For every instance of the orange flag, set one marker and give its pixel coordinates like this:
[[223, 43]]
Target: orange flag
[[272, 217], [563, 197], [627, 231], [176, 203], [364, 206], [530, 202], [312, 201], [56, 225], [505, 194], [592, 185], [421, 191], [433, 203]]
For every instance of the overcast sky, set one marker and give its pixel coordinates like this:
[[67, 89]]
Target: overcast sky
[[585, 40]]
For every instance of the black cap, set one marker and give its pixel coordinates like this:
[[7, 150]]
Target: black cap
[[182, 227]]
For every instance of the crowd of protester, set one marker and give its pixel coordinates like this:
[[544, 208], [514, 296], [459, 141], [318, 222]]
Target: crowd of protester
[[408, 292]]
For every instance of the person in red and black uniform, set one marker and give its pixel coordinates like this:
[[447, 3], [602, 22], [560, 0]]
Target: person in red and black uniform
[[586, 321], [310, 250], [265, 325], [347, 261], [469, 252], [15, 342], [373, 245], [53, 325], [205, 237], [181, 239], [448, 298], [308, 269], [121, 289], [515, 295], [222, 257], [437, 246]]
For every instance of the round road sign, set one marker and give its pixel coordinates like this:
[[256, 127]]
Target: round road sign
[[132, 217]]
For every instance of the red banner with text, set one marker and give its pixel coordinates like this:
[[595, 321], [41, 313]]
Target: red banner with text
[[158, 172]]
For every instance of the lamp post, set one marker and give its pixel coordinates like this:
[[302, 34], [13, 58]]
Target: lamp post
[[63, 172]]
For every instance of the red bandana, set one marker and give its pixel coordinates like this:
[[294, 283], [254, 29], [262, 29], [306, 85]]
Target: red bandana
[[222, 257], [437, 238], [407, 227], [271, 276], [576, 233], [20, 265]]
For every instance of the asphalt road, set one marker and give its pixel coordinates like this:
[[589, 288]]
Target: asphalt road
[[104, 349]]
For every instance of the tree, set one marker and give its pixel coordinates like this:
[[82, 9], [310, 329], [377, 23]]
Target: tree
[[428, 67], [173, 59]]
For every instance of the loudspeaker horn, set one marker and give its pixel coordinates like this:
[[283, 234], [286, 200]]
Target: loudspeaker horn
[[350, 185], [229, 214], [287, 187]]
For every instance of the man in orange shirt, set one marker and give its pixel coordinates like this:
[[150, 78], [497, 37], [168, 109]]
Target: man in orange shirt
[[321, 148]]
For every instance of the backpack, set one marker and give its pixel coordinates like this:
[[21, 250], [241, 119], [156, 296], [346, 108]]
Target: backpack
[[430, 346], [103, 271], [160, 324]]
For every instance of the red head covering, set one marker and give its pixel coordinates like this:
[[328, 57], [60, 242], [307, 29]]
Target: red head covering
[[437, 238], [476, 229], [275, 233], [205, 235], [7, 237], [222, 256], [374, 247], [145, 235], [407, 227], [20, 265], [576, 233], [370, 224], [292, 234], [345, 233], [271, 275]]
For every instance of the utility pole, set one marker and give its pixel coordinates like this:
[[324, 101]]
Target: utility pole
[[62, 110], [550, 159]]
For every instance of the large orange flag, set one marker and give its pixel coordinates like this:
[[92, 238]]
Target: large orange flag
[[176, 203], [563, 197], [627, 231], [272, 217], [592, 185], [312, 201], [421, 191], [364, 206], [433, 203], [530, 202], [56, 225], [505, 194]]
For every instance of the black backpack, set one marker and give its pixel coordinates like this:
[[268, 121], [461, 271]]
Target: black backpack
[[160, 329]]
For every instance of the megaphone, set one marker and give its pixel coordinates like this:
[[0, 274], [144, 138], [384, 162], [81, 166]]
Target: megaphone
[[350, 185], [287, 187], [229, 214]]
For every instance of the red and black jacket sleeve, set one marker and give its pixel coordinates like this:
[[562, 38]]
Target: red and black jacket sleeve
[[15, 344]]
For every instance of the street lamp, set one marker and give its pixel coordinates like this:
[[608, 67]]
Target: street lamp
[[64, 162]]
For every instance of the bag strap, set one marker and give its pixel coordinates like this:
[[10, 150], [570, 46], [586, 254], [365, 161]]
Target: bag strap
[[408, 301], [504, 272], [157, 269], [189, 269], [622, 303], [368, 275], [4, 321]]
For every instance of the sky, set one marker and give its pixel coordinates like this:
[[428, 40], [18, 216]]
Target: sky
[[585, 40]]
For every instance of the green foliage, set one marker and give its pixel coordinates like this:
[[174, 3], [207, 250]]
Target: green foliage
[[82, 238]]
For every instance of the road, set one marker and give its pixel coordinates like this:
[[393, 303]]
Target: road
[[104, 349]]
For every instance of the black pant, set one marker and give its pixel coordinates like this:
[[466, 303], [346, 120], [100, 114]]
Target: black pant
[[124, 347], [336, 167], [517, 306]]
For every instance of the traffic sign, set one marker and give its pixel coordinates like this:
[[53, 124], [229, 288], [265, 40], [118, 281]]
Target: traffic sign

EXERCISE INSTRUCTIONS: Copy exactly the stretch of data above from the line with "[[393, 303]]" through the line with "For every instance of the traffic", and omit all other lines.

REPLY:
[[393, 303]]
Target: road
[[104, 349]]
For every instance of the black pant, set one marker and give its pixel coordinates like this:
[[466, 303], [346, 120], [100, 114]]
Target: black pant
[[124, 347], [336, 167], [517, 306]]
For every instance of the traffic sign, set one marker and give its pixel coordinates like this:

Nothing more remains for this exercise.